:: Bereitgestellter Text
Im Herbst 1910 lernten sich Mitglieder der Theosophischen Gesellschaft aus dem Raum Tübingen nach dem Besuch von Vorträgen Rudolf Steiners in Stuttgart kennen. Sie gründeten darauf eine  Gesprächsgruppe in Tübingen und im Sommer 1911 offiziell eine "Loge" – heute "Zweig" genannt – der  Theosophischen Gesellschaft. Sie wählten sich den Tübinger Dichter, Wissenschaftler und Politiker Ludwig Uhland (1787 - 1862) als Namenspatron.

Am 25.11.1911 fand in den Räumen des Zahnarzt-Ehepaares E. Schneyder im Obergeschoß des Hauses Schimpf am Lustnauer Tor eine Einweihungsfeier mit einer persönlichen Ansprache von Rudolf Steiner statt. Dieser knüpfte an den Ausspruch von Gustav Werner (Pfarrer und Sozialunternehmer in Reutlingen, 1809 - 1887) an: "Was nicht zur Tat wird, hat keinen Wert." und hob die Kraft und Fähigkeit des Menschen hervor, durch seine Aktivität Geistiges in Physisches und Physisches in Geistiges zu verwandeln und so sowohl sich selbst weiterzuentwickeln wie auch Kultur bildend zu wirken. Die „Loge“ in Tübingen wechselte ab Herbst 1912 unmittelbar zu der von Rudolf Steiner neu gegründeten Anthroposophischen Gesellschaft. 

Im Februar 1913 war Rudolf Steiner erneut in Tübingen und hielt im großen Rathaussaal zwei Vorträge über das Verhältnis zwischen den Lebenden und den Verstorbenen, worüber auch die Lokalzeitung "Tübinger Chronik" ausführlich berichtete.

Die gemeinsame Studienarbeit in Tübingen wurde auch während des Weltkrieges fortgesetzt.

Neue Impulse nach dem Ersten Weltkrieg

Nach dem Krieg erlebte die anthroposophische Arbeit in Tübingen einen neuen Aufbruch: In dem offenen Zeitfenster zwischen revolutionärem Zusammenbruch und allgemeiner Suche nach Formen grundlegender Neuordnung bemühte sich Rudolf Steiner mit höchstem Einsatz darum, vor allem in Württemberg zeitgemäßen und zukunftsfähigen sozialen Gestaltungs-ideen zum Durchbruch zu verhelfen. Für diese Ideen einer "Dreigliederung des sozialen Organismus" setzten sich auch die Mitglieder, Freunde und Studenten in Tübingen ein: Sie organisierten Vorträge, Arbeitskreise, Buchverkauf etc.  – Am 2. Juni 1919 sprach Rudolf Steiner selbst im überfüllten Schillersaal des "Museum" ab 7 Uhr abends. Die Diskussion danach ging bis nach Mitternacht und “verlief sehr erregt und nicht immer in Formen, die als parlamentarisch oder akademisch bezeichnet werden können. Mehr Ernst und mehr Würde wäre bei der Wichtigkeit der Sache am Platze gewesen“ wie die "Tübinger Chronik" am Folgetag feststellte. Am 7. Juni wurde dann auf der Titelseite ausführlich über den Vortrag und sein Anliegen berichtet. Es folgte eine Serie von 10 Zuschriften und Beiträgen, in denen bereits im Sommer 1919 spürbar wurde, in welcher Zeit der Weichenstellung man sich befand.
::::
Übungsziel =
Gib aus dem bereitgestellten Text den Abschnitt wortgetreu wieder, der bei den Worten „Am 25.11.1911 fand“ beginnt, und hör nach „gegründeten Anthroposophischen Gesellschaft.“ auf. Die Auflistung wird hierfür nicht gebraucht.
:: Bereitgestellte Auflistung
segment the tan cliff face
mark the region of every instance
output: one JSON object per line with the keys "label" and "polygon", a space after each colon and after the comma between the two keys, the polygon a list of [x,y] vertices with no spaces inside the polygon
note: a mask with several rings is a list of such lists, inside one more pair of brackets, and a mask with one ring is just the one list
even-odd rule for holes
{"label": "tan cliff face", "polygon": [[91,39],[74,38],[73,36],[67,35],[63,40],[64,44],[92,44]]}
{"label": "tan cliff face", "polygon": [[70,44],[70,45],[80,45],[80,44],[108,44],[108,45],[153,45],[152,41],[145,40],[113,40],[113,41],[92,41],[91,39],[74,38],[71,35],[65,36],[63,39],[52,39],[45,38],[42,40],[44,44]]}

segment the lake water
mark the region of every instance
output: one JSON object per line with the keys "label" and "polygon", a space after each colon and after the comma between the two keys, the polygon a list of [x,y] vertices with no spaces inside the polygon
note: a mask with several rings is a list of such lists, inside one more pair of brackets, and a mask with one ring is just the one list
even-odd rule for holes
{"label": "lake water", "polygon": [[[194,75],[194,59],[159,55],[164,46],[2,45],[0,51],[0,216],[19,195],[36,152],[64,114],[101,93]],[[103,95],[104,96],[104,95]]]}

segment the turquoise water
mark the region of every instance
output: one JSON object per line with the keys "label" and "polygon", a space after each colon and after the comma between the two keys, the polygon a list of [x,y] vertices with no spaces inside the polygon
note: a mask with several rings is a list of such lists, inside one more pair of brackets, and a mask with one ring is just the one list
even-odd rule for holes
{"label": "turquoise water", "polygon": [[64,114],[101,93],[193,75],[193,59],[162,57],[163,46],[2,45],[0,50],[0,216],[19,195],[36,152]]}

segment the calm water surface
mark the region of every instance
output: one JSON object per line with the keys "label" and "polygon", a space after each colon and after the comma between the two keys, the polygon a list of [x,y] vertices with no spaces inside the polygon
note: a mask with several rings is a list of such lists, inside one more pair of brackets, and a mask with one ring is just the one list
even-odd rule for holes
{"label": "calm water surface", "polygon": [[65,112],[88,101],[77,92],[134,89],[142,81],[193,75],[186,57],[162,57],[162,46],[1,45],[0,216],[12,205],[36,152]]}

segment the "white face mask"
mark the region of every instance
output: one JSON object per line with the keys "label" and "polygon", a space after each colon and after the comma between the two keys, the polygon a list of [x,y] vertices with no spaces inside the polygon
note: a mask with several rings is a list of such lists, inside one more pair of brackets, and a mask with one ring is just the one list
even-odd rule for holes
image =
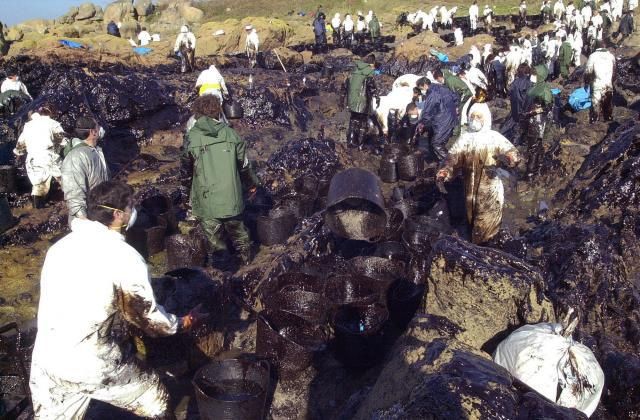
{"label": "white face mask", "polygon": [[129,230],[133,227],[133,225],[136,223],[136,220],[138,219],[138,211],[136,210],[136,208],[134,207],[133,210],[131,210],[131,215],[129,216],[129,223],[127,223],[125,226],[126,228],[124,230]]}
{"label": "white face mask", "polygon": [[473,119],[469,121],[469,131],[471,132],[478,132],[482,129],[482,121],[480,121],[479,119]]}

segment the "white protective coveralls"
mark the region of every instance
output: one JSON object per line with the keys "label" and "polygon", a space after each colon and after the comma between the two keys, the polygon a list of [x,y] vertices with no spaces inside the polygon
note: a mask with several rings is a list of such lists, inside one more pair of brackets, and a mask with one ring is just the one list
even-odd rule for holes
{"label": "white protective coveralls", "polygon": [[488,241],[500,229],[504,186],[497,175],[496,157],[506,156],[511,164],[518,161],[518,151],[502,134],[491,129],[491,112],[487,104],[473,104],[469,119],[482,115],[479,131],[462,134],[451,146],[438,177],[448,180],[455,169],[462,168],[465,186],[467,220],[473,227],[472,241]]}
{"label": "white protective coveralls", "polygon": [[204,70],[198,76],[198,80],[196,80],[196,88],[198,89],[198,94],[202,95],[214,95],[220,99],[220,103],[222,104],[222,95],[227,96],[229,91],[227,91],[227,85],[224,83],[224,77],[218,71],[215,65],[210,65],[208,69]]}
{"label": "white protective coveralls", "polygon": [[9,90],[17,90],[18,92],[22,92],[29,98],[31,98],[27,87],[20,81],[20,79],[11,80],[8,77],[4,79],[4,81],[2,82],[2,86],[0,86],[0,93],[5,93]]}
{"label": "white protective coveralls", "polygon": [[25,125],[14,153],[22,155],[27,151],[27,175],[31,182],[31,195],[44,197],[49,193],[51,179],[60,180],[62,158],[60,150],[67,139],[59,122],[34,112]]}
{"label": "white protective coveralls", "polygon": [[89,191],[110,178],[102,148],[79,139],[71,142],[74,148],[62,162],[62,191],[69,209],[69,223],[75,217],[87,216]]}
{"label": "white protective coveralls", "polygon": [[471,24],[471,30],[478,29],[478,16],[480,15],[480,8],[477,4],[469,6],[469,23]]}
{"label": "white protective coveralls", "polygon": [[141,31],[138,34],[138,41],[140,41],[140,45],[142,45],[143,47],[145,45],[149,45],[149,42],[151,42],[153,38],[151,37],[151,34],[147,31]]}
{"label": "white protective coveralls", "polygon": [[591,76],[591,106],[594,112],[600,110],[602,98],[613,91],[613,72],[616,57],[606,48],[598,48],[587,60],[585,73]]}
{"label": "white protective coveralls", "polygon": [[42,267],[29,379],[36,419],[82,419],[91,399],[143,417],[166,414],[166,388],[133,361],[118,326],[167,336],[178,318],[156,304],[144,258],[120,233],[83,219],[71,230]]}
{"label": "white protective coveralls", "polygon": [[247,35],[244,47],[247,57],[249,57],[249,61],[251,62],[251,66],[255,66],[256,64],[256,57],[258,56],[259,48],[260,38],[258,38],[258,32],[256,32],[256,28],[251,28]]}
{"label": "white protective coveralls", "polygon": [[456,29],[453,31],[453,37],[454,37],[454,38],[455,38],[455,40],[456,40],[456,45],[462,45],[462,44],[464,44],[464,36],[463,36],[463,34],[462,34],[462,29],[460,29],[460,28],[456,28]]}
::::
Lösung =
Am 25.11.1911 fand in den Räumen des Zahnarzt-Ehepaares E. Schneyder im Obergeschoß des Hauses Schimpf am Lustnauer Tor eine Einweihungsfeier mit einer persönlichen Ansprache von Rudolf Steiner statt. Dieser knüpfte an den Ausspruch von Gustav Werner (Pfarrer und Sozialunternehmer in Reutlingen, 1809 - 1887) an: "Was nicht zur Tat wird, hat keinen Wert." und hob die Kraft und Fähigkeit des Menschen hervor, durch seine Aktivität Geistiges in Physisches und Physisches in Geistiges zu verwandeln und so sowohl sich selbst weiterzuentwickeln wie auch Kultur bildend zu wirken. Die „Loge“ in Tübingen wechselte ab Herbst 1912 unmittelbar zu der von Rudolf Steiner neu gegründeten Anthroposophischen Gesellschaft.